═════ Dataset content ═════
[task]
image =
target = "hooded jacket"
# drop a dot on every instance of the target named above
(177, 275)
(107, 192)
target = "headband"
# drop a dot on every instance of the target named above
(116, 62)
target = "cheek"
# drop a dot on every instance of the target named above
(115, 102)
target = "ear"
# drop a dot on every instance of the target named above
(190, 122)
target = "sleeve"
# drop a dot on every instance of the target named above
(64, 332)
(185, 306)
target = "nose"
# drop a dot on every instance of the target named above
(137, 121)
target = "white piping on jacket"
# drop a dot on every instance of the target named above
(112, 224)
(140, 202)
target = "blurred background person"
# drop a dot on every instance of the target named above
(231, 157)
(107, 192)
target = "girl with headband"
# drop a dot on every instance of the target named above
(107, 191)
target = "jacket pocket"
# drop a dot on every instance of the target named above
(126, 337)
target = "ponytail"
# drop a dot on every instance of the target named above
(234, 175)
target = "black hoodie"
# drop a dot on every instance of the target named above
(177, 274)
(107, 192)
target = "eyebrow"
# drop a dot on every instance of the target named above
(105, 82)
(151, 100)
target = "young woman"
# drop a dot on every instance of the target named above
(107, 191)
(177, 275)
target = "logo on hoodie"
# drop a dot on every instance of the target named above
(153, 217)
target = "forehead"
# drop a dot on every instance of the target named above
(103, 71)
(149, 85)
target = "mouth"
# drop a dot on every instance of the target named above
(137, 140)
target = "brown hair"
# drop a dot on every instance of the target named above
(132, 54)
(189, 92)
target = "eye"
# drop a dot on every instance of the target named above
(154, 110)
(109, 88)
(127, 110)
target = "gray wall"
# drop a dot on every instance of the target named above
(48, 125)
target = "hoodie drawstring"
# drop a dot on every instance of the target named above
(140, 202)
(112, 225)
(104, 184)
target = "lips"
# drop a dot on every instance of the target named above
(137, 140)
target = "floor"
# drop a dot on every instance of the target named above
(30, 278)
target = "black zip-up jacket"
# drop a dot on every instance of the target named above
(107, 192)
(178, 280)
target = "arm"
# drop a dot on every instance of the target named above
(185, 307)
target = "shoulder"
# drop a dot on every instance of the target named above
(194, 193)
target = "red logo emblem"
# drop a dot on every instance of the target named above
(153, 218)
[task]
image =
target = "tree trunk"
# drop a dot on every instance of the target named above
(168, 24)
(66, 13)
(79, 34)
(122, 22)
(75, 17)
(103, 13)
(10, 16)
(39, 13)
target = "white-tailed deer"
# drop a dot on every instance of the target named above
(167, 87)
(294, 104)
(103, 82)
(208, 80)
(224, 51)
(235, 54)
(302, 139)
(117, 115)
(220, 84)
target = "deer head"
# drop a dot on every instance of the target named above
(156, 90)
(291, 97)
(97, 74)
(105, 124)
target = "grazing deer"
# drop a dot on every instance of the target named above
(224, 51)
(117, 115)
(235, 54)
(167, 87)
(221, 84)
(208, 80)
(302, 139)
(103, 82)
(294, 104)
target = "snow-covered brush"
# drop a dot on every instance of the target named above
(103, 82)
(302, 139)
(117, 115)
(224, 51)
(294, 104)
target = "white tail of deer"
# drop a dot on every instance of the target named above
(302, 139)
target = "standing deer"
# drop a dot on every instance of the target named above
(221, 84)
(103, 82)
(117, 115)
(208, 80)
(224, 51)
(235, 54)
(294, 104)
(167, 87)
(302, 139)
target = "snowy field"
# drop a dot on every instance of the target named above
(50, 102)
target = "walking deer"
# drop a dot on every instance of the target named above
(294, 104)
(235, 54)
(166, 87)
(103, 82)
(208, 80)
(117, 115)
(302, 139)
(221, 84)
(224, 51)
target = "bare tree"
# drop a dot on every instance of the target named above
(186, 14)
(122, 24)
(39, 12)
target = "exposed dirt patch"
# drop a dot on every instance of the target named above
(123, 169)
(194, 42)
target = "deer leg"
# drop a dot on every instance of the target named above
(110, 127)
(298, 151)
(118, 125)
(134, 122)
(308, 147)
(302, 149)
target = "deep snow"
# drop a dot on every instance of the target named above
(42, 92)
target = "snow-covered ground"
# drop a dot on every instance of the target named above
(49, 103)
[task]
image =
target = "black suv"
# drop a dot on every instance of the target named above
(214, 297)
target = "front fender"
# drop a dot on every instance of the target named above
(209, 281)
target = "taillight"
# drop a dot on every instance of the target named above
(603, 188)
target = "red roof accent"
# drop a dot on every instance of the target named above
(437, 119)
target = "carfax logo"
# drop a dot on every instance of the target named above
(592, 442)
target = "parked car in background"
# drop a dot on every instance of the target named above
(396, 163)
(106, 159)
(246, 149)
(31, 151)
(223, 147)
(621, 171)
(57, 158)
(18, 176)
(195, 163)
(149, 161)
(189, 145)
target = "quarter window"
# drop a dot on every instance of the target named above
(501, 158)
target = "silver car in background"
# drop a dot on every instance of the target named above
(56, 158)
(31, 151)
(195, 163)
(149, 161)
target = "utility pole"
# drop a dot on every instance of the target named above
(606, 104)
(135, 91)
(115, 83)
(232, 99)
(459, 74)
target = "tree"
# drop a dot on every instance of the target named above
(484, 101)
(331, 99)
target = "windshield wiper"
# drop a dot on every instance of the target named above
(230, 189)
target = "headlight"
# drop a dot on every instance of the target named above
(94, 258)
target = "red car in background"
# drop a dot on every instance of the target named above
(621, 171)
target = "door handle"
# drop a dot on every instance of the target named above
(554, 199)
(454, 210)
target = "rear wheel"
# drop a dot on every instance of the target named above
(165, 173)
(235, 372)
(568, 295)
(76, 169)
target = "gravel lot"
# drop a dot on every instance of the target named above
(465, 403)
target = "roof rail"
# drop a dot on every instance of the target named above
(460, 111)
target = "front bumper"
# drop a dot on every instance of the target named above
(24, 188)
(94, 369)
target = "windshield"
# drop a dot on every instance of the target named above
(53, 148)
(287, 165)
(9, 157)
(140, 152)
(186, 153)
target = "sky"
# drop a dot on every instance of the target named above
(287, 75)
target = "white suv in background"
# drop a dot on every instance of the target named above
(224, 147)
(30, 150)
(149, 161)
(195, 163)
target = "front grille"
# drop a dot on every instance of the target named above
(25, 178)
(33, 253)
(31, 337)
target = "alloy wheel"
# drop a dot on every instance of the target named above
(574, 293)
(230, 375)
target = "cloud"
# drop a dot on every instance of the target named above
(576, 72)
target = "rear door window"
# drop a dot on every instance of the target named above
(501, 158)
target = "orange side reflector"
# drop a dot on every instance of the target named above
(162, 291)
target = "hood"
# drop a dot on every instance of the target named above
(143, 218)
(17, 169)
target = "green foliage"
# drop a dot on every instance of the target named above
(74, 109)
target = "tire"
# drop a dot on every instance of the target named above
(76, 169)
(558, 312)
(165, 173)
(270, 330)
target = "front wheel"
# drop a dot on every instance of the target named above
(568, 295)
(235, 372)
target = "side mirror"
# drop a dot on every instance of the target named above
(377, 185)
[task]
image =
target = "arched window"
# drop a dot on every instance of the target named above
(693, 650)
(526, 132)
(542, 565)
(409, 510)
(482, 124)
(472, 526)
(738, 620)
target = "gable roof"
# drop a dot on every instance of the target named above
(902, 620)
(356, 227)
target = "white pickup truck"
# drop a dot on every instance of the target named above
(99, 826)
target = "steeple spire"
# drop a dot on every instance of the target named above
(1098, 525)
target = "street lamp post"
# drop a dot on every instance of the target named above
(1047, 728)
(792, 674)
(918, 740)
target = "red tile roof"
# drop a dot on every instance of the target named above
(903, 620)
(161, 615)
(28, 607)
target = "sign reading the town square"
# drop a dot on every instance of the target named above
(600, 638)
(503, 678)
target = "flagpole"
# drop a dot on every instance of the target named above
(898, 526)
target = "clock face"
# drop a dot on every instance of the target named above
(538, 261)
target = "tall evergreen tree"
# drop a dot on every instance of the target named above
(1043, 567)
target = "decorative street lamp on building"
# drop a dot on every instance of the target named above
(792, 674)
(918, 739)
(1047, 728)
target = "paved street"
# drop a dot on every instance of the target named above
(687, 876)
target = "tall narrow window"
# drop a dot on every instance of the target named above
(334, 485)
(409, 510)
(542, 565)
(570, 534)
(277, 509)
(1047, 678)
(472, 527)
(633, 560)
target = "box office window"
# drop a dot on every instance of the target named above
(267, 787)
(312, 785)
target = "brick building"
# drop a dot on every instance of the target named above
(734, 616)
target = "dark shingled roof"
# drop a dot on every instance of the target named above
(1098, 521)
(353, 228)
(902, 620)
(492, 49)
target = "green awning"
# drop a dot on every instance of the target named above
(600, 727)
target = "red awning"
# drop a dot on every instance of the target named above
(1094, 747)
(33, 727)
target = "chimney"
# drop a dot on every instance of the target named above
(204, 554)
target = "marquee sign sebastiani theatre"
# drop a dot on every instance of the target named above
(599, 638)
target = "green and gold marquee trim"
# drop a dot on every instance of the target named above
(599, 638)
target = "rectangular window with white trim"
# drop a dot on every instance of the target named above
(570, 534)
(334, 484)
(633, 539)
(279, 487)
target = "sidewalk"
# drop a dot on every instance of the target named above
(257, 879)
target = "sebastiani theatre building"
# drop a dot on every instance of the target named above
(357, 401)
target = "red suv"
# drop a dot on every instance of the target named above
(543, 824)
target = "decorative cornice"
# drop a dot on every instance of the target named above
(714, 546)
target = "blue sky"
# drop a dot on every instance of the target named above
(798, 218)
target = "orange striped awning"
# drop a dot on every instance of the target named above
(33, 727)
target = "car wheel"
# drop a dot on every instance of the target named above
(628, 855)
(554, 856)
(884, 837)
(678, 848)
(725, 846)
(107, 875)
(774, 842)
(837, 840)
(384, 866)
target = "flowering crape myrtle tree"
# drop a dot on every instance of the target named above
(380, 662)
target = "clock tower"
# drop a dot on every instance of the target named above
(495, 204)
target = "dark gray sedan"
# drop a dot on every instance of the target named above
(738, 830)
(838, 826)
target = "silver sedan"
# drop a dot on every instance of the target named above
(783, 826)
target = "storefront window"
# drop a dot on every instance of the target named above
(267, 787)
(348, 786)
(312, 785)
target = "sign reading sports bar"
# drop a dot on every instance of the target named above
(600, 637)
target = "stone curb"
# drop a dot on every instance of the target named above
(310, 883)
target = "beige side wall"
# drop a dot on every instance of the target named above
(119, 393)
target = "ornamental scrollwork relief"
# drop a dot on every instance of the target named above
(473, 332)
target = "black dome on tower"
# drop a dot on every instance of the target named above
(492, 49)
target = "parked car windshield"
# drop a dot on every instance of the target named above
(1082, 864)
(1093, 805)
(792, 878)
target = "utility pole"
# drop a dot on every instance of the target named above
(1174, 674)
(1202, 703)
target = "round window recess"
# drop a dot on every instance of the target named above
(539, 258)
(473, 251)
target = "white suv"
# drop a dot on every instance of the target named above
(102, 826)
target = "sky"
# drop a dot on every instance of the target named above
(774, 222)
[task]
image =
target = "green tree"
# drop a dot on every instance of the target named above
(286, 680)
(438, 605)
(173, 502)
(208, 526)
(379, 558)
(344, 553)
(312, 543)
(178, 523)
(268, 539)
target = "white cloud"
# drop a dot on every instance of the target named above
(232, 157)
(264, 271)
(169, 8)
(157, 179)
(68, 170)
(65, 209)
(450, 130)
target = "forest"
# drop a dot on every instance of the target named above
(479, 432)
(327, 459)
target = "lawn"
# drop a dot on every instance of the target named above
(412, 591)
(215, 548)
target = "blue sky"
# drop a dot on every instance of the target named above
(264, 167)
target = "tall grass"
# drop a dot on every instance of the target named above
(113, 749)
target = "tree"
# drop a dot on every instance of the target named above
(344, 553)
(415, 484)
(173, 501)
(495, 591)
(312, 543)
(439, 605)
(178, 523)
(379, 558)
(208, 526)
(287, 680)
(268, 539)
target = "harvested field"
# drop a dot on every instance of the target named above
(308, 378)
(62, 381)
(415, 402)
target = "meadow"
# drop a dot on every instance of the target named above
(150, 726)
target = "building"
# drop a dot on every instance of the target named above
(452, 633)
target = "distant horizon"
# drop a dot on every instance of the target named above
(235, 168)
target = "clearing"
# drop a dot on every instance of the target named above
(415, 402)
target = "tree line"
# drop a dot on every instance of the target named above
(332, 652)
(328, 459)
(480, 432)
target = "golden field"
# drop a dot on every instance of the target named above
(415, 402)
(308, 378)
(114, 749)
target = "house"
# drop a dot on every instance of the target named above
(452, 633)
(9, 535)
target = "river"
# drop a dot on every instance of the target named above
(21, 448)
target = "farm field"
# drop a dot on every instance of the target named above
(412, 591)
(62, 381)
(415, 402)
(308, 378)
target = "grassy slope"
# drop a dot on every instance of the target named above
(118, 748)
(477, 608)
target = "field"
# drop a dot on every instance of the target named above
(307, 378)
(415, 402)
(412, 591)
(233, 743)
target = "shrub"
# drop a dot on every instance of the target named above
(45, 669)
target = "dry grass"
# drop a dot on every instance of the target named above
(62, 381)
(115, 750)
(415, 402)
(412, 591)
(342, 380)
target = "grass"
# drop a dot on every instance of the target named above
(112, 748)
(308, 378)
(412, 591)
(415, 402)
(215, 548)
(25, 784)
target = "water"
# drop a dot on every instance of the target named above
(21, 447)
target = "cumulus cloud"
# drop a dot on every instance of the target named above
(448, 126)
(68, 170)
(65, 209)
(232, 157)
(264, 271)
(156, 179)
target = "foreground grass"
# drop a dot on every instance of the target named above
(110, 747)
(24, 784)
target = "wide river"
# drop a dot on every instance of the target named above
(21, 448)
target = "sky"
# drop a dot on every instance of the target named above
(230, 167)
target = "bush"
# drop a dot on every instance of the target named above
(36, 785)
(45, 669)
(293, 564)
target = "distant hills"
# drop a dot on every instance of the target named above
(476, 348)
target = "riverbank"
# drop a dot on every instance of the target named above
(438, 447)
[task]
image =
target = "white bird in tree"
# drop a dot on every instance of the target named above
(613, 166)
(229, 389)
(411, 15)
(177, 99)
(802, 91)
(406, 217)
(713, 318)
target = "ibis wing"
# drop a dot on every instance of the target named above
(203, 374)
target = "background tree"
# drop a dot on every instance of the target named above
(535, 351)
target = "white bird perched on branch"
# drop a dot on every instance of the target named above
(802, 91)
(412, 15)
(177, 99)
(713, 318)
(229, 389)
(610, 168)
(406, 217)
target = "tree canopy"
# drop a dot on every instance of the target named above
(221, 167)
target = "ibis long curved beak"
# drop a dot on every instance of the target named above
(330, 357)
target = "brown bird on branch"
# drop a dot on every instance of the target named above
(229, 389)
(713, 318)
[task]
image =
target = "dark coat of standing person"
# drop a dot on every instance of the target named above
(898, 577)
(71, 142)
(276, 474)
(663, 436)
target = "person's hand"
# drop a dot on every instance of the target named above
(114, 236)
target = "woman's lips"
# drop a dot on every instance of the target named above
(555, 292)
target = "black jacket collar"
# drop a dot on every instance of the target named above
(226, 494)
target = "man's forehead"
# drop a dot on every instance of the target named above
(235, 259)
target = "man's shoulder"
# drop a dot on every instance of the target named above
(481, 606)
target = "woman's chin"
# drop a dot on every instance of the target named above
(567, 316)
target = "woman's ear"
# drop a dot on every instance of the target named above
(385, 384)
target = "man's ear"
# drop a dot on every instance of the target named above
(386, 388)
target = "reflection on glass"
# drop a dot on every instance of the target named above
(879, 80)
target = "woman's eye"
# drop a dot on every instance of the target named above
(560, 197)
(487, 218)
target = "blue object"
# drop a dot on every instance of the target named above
═════
From the recorded data above, pull out every line that contains the word "black".

target = "black hoodie"
target = "black zip-up jacket"
target = "black suv"
target = "black dome on tower"
target = "black jacket collar"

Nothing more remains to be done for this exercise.